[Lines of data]
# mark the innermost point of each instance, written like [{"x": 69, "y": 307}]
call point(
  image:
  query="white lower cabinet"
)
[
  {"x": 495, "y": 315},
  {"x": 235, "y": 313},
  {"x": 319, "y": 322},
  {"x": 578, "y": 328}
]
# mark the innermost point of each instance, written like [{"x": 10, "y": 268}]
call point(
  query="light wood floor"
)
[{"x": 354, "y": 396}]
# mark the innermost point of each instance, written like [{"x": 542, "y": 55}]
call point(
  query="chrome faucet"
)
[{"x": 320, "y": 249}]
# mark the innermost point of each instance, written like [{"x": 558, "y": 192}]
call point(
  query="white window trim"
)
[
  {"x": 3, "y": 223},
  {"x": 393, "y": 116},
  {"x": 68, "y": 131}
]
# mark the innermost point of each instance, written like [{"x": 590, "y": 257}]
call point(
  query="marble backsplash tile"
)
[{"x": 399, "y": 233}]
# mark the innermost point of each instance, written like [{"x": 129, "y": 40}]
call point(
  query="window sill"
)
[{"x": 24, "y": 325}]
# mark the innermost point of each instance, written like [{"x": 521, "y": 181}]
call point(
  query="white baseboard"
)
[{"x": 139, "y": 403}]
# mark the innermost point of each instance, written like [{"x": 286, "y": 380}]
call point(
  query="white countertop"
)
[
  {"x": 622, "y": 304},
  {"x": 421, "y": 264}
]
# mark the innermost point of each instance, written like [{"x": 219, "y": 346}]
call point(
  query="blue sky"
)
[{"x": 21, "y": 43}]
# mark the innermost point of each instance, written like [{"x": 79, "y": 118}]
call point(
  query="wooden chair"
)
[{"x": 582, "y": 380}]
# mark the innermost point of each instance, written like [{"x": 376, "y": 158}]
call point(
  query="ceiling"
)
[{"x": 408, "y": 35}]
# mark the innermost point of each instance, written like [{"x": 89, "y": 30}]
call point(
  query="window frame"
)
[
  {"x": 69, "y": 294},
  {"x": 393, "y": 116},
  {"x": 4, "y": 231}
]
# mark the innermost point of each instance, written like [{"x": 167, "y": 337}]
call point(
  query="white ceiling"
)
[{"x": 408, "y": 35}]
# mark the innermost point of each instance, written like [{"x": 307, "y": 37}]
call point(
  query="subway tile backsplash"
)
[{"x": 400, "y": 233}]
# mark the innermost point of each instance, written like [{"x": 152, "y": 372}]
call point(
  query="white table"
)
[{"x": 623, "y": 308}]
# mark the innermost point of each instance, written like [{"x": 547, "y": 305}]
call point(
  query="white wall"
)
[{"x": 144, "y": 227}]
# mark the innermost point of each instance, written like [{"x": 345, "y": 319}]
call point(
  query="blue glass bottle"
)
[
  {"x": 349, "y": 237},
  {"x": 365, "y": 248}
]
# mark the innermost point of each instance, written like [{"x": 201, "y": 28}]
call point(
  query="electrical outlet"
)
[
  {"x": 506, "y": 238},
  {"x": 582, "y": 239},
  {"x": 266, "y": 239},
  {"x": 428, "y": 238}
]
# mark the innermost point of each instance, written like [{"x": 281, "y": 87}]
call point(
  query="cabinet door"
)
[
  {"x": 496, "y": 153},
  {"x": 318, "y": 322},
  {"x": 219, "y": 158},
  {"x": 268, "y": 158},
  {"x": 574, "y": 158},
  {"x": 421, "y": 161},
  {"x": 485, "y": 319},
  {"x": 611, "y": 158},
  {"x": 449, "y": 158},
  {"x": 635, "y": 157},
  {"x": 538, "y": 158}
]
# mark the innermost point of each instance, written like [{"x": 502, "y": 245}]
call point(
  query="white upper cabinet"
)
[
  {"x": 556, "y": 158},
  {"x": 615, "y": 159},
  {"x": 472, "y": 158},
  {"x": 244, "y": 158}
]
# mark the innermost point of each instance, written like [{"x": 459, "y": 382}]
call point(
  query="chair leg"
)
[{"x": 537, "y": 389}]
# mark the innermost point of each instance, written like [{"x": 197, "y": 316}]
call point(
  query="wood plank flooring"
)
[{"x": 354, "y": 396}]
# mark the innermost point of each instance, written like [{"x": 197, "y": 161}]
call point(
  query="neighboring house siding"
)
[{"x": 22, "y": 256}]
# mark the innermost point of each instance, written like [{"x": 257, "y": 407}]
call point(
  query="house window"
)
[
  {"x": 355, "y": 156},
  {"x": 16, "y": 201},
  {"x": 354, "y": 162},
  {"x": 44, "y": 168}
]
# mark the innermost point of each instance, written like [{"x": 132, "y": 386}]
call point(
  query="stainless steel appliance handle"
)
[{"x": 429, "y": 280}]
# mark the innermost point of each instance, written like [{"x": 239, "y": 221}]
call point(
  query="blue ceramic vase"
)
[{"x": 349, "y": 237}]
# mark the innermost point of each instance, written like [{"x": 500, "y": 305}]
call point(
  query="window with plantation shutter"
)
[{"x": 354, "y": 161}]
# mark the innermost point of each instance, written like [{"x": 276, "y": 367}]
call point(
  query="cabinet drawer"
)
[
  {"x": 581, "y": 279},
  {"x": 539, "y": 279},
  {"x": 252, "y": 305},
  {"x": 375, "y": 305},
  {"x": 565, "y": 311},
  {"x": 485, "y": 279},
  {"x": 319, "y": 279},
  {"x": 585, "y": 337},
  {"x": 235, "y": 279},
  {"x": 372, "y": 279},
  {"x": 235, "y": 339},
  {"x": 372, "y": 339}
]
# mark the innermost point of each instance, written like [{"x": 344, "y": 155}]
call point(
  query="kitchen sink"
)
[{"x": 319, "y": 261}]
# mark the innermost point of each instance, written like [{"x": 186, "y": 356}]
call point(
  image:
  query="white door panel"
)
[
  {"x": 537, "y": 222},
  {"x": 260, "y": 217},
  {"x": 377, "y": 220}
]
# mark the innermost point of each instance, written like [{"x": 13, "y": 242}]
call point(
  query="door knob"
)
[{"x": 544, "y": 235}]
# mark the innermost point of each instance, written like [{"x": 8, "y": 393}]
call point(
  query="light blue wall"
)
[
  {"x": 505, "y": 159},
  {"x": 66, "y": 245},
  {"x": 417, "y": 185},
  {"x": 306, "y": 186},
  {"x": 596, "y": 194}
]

...

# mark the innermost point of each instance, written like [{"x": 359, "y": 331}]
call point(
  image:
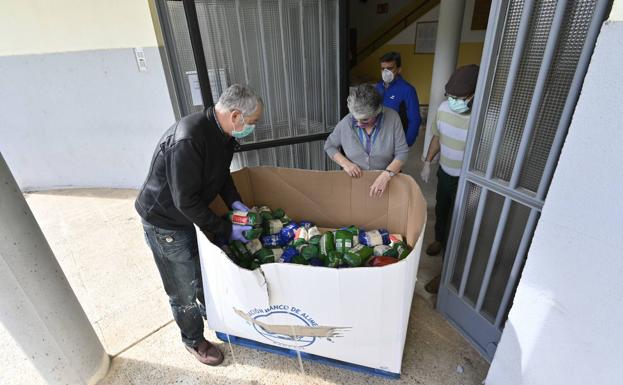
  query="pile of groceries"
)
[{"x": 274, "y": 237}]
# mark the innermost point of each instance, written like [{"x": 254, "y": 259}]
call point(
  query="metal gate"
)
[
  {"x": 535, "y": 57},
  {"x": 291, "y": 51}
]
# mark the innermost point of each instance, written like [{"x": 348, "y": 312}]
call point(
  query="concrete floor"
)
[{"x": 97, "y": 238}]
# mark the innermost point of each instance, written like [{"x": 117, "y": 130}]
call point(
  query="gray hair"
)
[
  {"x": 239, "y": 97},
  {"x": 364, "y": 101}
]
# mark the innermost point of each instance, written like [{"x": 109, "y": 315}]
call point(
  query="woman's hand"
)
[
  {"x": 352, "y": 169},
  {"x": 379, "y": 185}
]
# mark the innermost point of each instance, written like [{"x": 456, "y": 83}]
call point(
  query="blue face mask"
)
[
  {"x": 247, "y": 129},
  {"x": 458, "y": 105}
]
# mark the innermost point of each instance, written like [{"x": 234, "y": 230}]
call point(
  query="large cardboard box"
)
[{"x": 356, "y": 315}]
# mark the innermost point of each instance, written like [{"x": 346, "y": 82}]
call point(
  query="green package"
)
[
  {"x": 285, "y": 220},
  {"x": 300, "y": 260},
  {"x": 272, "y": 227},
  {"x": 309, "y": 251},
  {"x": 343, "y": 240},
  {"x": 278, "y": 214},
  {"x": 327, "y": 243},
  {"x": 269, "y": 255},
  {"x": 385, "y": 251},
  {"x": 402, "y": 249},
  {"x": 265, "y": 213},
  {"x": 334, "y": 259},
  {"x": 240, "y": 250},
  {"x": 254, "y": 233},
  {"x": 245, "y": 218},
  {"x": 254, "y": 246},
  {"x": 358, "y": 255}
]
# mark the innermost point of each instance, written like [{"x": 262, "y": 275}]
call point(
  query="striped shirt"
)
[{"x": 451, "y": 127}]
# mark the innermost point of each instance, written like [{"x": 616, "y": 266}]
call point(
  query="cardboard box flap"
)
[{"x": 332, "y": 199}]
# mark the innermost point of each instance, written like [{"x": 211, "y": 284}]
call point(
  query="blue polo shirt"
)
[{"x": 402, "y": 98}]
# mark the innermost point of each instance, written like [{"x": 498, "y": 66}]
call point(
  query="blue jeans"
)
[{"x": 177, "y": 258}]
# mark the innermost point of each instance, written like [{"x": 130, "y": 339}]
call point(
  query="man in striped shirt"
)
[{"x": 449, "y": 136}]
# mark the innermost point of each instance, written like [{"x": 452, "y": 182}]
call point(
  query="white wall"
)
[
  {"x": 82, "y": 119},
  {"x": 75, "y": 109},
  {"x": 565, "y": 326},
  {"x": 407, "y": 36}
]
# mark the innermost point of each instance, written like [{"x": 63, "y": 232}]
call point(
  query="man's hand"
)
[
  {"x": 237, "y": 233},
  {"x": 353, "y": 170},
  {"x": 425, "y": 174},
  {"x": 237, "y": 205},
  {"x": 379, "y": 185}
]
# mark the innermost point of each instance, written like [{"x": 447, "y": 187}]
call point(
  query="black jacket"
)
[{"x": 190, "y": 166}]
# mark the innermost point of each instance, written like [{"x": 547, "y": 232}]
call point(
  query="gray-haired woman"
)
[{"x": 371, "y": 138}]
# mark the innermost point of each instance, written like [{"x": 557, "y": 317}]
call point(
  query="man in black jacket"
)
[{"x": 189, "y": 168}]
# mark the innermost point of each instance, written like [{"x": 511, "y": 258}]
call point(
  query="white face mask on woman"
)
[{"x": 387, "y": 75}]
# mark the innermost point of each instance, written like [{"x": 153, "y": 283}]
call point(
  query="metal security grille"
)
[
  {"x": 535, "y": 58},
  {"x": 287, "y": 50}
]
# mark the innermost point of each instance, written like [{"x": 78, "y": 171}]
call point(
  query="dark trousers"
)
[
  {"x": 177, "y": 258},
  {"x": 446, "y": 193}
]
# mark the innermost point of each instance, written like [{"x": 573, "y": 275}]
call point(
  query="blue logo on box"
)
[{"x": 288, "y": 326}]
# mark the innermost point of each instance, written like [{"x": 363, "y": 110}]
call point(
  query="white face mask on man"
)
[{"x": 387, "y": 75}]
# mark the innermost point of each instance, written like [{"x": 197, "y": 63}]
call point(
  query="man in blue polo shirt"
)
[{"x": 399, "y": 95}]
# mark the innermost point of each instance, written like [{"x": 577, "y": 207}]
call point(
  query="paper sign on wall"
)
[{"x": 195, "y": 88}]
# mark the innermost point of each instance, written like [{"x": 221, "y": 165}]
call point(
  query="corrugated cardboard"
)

--

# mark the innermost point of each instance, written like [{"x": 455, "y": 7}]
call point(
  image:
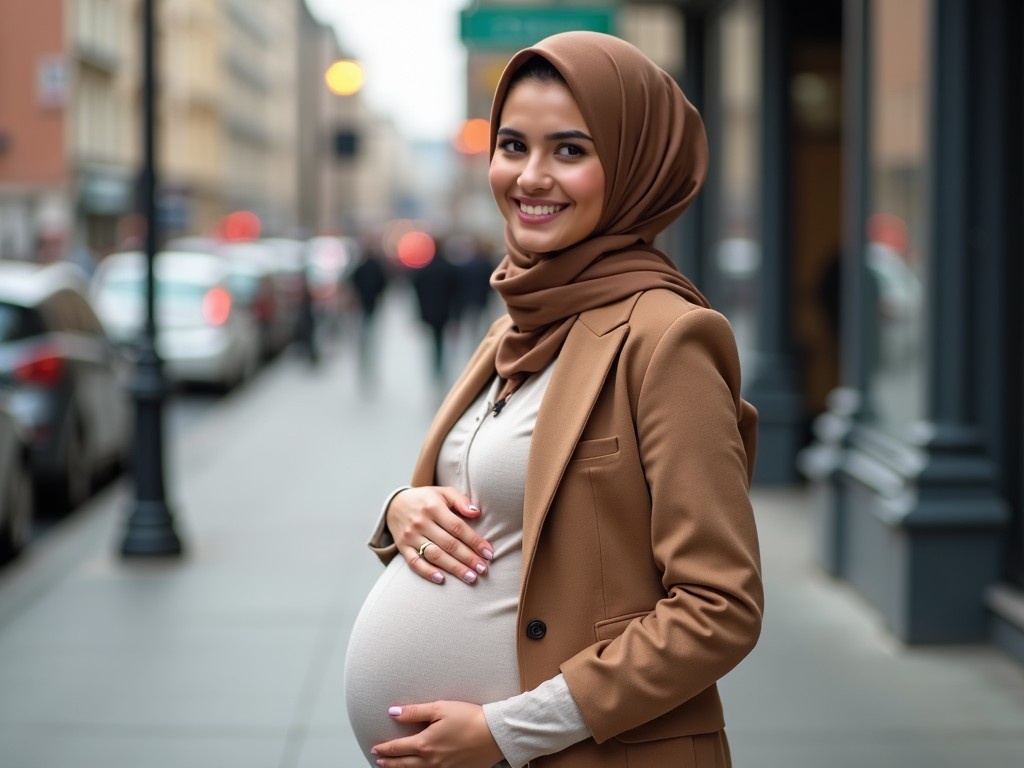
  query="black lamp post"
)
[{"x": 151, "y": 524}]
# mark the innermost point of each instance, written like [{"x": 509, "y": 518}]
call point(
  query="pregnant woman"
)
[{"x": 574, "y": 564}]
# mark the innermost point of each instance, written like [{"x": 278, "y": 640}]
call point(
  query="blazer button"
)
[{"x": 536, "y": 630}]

### AIM OF THE TASK
Locate each line in the items above that contains the word "metal" and copy those lines out.

### RESULT OF THIS EXERCISE
  query="metal gate"
  query="metal security grille"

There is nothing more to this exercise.